Apenas salió de la niñez —hasta esos días permaneció siempre bajo el ala de sus padres— fue de alguna forma “capturada” por un muchacho más grande al que los amigos le decían El Bizco. Sus días estuvieron atados a él hasta que una tarde, sorpresivamente, le vinieron con la novedad de que Florentino Villaflor, su hombre, se había muerto en un accidente de trabajo en la fábrica en donde se ganaba un sueldo. Emma tenía en esos días 33 años y dos hijas.
Quienes la conocieron y trataron hablan de una mujer tranquila, sumisa y sufrida, como resignada a una convivencia —un tanto voluntaria y un tanto obligada— con el mencionado Florentino.
A sus quince años —en 1924— paría a su primera hija, Azucena, y cuando rondaba los veinte tuvo otra mujercita, a la que llamó Elsa. Con la primera compartió el techo pocos años y a la segunda la tuvo siempre al lado suyo.
En general, Emma tuvo que hacer a lo largo de los años lo que El Bizco Florentino le ordenó, seguramente más de una vez, cosas ingratas. Aunque hay quienes se atreven a recordar que en algunas oportunidades sacudió su sumisión. Un tema habitual de conflicto entre ellos era el de la tenencia de Azucena. Relatos inseguros —y con certeza parciales— recuerdan que una vez se puso muy firme ante Florentino pidiéndole que traiga a su hija de nuevo a la casa, bajo la punzante amenaza de abandonarlo si no lo hacía.
Emma falleció en Buenos Aires a fines de 1982. Su hija menor, y única hermana de Azucena, falleció en la localidad de Salsipuedes, provincia de Córdoba, en 1993.

— ÍTEMS —

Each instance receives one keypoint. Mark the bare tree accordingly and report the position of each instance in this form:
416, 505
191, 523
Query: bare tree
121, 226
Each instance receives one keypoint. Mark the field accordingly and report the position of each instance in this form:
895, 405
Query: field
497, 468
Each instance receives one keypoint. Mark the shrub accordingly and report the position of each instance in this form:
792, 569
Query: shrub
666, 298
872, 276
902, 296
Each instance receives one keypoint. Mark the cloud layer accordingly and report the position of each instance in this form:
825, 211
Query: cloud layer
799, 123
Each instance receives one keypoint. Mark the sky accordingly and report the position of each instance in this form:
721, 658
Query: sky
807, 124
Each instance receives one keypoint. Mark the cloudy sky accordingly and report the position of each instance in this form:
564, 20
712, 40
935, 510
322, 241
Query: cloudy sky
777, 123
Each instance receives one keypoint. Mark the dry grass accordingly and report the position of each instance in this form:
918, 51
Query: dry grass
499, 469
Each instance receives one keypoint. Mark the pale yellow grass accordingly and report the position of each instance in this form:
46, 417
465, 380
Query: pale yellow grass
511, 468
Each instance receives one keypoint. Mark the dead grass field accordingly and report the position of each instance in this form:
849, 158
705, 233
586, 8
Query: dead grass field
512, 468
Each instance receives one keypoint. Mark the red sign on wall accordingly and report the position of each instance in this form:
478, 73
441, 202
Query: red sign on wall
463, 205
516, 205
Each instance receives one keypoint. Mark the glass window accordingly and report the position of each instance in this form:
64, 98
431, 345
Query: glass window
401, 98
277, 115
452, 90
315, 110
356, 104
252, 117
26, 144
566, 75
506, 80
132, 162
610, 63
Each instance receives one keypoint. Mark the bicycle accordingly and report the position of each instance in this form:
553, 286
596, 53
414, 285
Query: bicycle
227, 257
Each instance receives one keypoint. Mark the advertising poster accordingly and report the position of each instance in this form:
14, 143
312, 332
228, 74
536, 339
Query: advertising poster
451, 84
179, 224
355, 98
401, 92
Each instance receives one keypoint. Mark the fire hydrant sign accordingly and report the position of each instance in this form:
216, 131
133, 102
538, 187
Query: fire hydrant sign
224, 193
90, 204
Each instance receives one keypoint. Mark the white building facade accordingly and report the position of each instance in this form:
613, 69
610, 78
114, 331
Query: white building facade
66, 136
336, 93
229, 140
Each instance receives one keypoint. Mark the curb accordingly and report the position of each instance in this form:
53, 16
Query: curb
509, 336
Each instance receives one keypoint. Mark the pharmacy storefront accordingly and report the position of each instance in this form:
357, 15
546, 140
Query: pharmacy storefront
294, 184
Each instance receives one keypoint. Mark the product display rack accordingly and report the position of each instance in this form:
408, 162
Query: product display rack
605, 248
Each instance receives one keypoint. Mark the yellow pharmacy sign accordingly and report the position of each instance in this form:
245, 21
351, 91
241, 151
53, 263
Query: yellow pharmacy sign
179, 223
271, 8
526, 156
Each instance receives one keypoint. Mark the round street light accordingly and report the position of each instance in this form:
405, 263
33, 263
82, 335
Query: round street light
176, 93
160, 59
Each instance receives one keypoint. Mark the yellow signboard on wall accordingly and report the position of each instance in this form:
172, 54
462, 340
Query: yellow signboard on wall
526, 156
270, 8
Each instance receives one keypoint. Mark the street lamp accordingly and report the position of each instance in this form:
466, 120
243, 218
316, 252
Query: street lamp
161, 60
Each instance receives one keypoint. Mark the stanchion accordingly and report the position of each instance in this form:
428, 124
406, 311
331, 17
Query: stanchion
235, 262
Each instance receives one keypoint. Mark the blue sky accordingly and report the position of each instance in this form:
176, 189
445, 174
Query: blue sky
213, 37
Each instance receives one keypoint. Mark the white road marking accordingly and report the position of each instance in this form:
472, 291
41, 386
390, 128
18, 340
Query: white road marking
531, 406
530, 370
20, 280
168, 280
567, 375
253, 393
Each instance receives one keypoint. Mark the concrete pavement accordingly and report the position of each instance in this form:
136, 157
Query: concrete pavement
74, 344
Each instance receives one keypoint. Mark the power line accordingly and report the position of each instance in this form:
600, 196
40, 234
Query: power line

— TRABAJO REQUERIDO —
Según el texto, ¿dónde y cuándo falleció Emma? Los ítems provienen de una fuente distinta a la del texto.

— EJERCICIO RESUELTO —
En Buenos Aires, a fines de 1982.